(Entries drawn from a collection)
-- BEGIN --

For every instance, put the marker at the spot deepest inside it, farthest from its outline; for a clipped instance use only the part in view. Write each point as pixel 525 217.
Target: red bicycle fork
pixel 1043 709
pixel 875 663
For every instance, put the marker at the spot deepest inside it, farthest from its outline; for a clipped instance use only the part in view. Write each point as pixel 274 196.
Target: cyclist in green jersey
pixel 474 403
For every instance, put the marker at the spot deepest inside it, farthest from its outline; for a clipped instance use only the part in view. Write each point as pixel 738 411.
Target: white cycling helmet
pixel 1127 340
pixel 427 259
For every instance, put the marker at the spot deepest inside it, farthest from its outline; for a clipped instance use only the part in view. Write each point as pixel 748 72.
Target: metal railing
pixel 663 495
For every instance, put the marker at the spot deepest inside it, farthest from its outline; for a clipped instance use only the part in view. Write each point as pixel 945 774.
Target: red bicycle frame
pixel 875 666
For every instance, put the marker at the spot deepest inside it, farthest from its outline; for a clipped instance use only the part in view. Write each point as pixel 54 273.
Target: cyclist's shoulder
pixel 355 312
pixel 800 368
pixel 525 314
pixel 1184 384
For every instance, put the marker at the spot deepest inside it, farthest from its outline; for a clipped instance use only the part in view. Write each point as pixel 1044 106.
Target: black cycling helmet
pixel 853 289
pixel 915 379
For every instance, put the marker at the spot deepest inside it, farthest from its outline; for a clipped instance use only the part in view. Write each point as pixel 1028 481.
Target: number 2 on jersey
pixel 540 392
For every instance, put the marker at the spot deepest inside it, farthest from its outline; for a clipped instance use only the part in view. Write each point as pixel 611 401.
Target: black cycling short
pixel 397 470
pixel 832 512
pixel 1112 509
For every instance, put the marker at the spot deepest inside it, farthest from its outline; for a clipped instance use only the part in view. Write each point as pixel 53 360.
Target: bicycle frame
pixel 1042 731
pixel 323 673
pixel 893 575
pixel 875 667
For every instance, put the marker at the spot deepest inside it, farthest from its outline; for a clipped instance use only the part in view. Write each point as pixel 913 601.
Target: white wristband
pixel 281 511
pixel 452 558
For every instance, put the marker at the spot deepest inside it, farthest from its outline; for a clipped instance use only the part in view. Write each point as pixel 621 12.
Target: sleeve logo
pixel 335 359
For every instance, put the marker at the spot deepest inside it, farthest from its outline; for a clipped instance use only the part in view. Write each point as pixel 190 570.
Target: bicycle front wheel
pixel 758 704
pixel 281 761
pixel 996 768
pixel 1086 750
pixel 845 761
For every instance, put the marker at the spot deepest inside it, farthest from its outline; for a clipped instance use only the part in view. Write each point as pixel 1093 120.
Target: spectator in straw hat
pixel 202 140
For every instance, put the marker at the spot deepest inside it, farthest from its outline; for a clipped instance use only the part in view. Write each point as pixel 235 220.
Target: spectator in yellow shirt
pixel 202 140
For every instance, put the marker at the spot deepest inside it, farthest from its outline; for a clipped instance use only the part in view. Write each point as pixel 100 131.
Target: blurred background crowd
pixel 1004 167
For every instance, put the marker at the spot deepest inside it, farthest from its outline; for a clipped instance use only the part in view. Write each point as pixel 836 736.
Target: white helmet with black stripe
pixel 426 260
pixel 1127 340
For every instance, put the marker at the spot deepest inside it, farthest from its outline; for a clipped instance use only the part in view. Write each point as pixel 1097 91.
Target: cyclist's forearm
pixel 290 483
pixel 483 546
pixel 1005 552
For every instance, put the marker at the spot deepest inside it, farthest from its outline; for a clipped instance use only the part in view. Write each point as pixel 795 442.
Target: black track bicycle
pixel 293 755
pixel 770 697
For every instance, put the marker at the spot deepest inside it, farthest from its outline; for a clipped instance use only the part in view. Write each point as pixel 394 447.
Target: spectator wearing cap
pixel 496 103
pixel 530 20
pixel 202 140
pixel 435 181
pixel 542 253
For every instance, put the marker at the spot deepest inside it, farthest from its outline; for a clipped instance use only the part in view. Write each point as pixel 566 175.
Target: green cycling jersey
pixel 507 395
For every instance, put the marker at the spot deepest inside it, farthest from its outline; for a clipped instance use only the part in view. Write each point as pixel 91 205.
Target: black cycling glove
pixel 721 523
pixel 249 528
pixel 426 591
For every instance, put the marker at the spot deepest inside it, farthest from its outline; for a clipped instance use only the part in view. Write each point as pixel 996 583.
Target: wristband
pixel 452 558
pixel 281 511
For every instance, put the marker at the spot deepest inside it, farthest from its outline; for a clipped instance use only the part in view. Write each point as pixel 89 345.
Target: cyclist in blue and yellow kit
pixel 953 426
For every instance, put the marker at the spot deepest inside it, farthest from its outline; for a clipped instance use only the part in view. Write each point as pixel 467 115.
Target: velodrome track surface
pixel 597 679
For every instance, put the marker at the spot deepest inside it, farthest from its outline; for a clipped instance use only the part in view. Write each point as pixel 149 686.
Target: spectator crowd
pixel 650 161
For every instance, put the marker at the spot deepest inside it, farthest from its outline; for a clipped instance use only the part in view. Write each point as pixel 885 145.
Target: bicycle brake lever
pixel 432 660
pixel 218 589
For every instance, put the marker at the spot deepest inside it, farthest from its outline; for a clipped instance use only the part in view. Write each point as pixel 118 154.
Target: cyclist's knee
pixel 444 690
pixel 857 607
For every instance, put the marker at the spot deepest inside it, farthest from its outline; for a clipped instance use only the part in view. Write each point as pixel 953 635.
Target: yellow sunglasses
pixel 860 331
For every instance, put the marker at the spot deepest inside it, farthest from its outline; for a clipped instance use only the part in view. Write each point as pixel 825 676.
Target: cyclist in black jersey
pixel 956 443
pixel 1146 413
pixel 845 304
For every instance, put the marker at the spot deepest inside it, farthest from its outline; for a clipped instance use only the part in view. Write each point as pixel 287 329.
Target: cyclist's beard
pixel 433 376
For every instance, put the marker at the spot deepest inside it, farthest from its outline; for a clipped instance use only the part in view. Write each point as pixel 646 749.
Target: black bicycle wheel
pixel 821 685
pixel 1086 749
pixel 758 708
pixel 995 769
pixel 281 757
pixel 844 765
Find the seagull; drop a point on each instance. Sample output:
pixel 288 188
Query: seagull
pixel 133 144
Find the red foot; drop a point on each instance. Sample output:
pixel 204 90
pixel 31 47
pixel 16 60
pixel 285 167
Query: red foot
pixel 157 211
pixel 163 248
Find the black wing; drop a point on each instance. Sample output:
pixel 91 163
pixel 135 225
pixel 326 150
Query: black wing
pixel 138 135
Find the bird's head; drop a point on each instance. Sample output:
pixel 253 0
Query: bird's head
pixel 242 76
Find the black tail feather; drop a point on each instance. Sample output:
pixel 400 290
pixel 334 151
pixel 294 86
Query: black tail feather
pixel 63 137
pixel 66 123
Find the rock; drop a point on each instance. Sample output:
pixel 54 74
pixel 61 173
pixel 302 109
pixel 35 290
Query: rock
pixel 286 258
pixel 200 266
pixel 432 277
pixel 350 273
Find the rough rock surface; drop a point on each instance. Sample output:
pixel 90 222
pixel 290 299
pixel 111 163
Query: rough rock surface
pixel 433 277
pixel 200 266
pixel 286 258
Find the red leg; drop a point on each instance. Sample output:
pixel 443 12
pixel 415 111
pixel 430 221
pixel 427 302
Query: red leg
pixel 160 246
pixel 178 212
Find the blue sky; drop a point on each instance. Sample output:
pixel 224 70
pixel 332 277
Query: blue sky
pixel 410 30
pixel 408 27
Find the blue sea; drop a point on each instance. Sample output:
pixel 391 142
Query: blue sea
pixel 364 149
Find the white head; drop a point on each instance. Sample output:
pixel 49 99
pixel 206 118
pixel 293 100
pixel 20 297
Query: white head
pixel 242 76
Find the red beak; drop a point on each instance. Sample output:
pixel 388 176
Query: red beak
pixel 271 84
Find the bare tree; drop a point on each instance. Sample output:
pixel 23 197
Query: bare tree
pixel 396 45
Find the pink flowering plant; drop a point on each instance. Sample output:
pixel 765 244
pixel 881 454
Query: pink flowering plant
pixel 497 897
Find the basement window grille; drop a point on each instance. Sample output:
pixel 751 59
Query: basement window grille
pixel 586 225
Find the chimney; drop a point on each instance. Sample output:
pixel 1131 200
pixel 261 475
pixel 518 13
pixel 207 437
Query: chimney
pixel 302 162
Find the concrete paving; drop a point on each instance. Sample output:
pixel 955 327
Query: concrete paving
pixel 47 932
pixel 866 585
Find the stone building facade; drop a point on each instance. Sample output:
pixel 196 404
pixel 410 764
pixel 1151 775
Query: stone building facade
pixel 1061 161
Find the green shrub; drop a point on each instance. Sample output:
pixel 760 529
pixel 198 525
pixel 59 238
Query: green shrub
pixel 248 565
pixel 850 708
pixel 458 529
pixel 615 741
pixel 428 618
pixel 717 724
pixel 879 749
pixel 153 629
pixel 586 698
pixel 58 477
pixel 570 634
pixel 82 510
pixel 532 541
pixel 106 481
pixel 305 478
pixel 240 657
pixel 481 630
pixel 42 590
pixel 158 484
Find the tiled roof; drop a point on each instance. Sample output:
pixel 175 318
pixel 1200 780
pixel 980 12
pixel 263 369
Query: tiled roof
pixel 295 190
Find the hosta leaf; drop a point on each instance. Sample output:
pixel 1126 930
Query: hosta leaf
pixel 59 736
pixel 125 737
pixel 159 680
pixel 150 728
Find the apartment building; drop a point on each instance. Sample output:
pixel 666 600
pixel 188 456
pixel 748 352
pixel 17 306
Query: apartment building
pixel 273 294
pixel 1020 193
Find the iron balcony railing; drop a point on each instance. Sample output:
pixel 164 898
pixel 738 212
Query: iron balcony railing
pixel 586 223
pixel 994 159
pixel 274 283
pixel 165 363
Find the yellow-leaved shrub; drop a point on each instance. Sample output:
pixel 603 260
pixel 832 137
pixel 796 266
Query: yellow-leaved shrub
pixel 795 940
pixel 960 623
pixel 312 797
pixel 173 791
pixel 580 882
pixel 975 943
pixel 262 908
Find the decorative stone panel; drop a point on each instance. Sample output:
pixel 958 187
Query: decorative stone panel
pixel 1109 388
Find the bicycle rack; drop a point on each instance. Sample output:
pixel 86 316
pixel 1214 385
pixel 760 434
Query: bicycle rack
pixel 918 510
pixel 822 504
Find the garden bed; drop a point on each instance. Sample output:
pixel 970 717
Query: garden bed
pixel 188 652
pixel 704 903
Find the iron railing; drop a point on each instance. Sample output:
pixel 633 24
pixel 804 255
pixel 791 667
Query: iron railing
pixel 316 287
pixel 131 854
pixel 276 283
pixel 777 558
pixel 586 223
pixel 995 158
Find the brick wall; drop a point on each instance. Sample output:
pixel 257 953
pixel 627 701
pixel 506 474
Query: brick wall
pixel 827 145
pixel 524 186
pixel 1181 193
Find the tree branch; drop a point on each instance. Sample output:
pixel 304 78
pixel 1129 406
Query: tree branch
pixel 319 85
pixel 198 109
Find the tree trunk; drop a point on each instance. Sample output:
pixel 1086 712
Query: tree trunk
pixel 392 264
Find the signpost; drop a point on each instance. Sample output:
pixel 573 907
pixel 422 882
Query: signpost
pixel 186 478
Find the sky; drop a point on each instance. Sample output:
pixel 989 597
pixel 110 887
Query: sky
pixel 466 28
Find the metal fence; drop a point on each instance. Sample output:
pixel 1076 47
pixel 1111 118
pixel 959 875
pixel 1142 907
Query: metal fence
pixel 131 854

-- END --

§ **Task**
Change "drop a point" to "place a marker" throughout the material from the line with "Find the blue sky;" to the line with "pixel 302 162", and reproduce only those lines with everything else unchanged.

§ **Exercise result**
Find the blue sky; place a marker on each instance. Sample output:
pixel 224 70
pixel 332 277
Query: blue sky
pixel 410 30
pixel 408 27
Find the blue sea; place a marker on each instance. Sample output:
pixel 391 142
Query: blue sea
pixel 364 149
Find the white head; place a marker on each instance. Sample output:
pixel 49 99
pixel 206 118
pixel 293 100
pixel 20 297
Query: white head
pixel 242 76
Find the red beak; place a marker on each instance. Sample output:
pixel 388 176
Query: red beak
pixel 271 84
Find the bare tree; place a marker on each instance. Sample output:
pixel 23 197
Query: bare tree
pixel 396 45
Find the pink flowering plant; place a marker on each instance. Sample output:
pixel 765 244
pixel 881 454
Query: pink flowering plant
pixel 497 897
Find the basement window grille; place a marker on each instance. Sample output:
pixel 751 59
Query: basement window grille
pixel 586 225
Find the chimney; place a marker on each instance. Sample output:
pixel 1131 200
pixel 261 475
pixel 518 13
pixel 207 437
Query: chimney
pixel 302 162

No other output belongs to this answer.